### Source records
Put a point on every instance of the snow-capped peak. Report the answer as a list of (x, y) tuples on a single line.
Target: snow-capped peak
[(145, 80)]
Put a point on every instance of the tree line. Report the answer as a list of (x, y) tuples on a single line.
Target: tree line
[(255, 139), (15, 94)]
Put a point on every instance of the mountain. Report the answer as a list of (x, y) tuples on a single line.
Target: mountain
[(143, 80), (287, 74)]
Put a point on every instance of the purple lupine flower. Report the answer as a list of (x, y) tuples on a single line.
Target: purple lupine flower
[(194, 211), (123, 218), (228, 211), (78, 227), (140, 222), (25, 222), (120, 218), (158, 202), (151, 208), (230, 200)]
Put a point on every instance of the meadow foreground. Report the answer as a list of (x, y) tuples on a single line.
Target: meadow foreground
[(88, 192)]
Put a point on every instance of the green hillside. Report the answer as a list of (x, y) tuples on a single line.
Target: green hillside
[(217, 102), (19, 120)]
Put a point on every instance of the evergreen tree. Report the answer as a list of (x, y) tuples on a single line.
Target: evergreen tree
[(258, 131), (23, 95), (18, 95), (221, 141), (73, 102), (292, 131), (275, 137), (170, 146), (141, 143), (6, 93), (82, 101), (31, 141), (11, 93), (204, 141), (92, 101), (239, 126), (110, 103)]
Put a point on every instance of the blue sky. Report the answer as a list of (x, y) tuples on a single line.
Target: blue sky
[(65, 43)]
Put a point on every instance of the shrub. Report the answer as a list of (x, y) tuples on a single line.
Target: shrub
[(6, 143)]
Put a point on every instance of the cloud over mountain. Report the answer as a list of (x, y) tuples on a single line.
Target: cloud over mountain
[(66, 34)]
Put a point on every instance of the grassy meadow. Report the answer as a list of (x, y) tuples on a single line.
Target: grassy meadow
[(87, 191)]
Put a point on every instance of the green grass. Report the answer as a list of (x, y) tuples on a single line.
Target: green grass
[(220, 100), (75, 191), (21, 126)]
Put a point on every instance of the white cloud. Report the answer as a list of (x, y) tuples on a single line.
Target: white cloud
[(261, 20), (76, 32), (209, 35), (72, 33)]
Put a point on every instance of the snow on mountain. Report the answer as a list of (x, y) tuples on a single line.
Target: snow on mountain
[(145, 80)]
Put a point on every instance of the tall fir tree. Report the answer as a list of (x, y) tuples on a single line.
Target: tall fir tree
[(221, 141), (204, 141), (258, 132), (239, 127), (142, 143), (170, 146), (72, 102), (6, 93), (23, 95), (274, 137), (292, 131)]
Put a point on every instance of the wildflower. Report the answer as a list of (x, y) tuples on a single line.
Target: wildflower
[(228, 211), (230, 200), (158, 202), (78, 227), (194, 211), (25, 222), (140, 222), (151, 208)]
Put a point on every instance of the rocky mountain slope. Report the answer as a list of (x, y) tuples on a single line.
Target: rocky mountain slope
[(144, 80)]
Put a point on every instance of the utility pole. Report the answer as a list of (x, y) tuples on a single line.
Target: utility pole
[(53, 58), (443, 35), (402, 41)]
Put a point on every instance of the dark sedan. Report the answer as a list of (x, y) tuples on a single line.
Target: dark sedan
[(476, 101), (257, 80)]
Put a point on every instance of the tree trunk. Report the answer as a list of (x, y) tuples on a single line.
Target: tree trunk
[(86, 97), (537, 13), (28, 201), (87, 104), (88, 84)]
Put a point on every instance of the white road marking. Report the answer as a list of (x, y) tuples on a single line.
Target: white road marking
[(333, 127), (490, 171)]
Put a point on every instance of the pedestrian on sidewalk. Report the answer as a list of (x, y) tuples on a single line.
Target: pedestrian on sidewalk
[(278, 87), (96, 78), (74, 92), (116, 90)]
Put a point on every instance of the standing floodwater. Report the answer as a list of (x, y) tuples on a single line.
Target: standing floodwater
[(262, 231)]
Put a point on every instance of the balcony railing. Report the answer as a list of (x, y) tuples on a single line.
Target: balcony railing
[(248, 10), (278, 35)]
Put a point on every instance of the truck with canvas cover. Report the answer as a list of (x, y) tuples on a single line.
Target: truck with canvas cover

### Assigned task
Which lines run from the one holding "Put a point on every instance of the utility" through the end of the data? Write them out exactly, ends included, and add nothing.

### Result
Put a point on every instance of the utility pole. Report the answer as a list of (x, y) tuples on a single line.
Target: utility pole
[(53, 58), (443, 35), (402, 41)]
Put a point on every instance of the dark sedan. Report the answer as a list of (x, y) tuples on a single line.
Target: dark sedan
[(476, 101), (257, 80)]
Put a point on every instance of the tree trunk. Report the answer as a list of (x, y) tuples on a single line.
Target: tree trunk
[(86, 97), (537, 13), (28, 201), (87, 104), (88, 84)]
Put a point on every instance of the white road marking. Report the answer as a list of (x, y) tuples on a single line.
Target: white road marking
[(333, 127), (490, 171)]
Put a point on every instance of the pedestrian on sidewalk. Report the answer as a list of (x, y) tuples on a single line.
Target: pedestrian on sidewalk
[(278, 87), (96, 78), (74, 92), (116, 90)]
Put a point on every instance of the standing floodwater. Report the answer as a list of (x, y) tuples on a single line.
Target: standing floodwater
[(262, 231)]
Put a point on every instance of the balcony railing. Report the answer as a list of (x, y) tuples on a single line.
Target: balcony railing
[(248, 10), (278, 35)]
Put a point on every instance of the truck with canvas cover. Report the answer as a list of (x, y) tuples on a single line.
Target: truck with canvas cover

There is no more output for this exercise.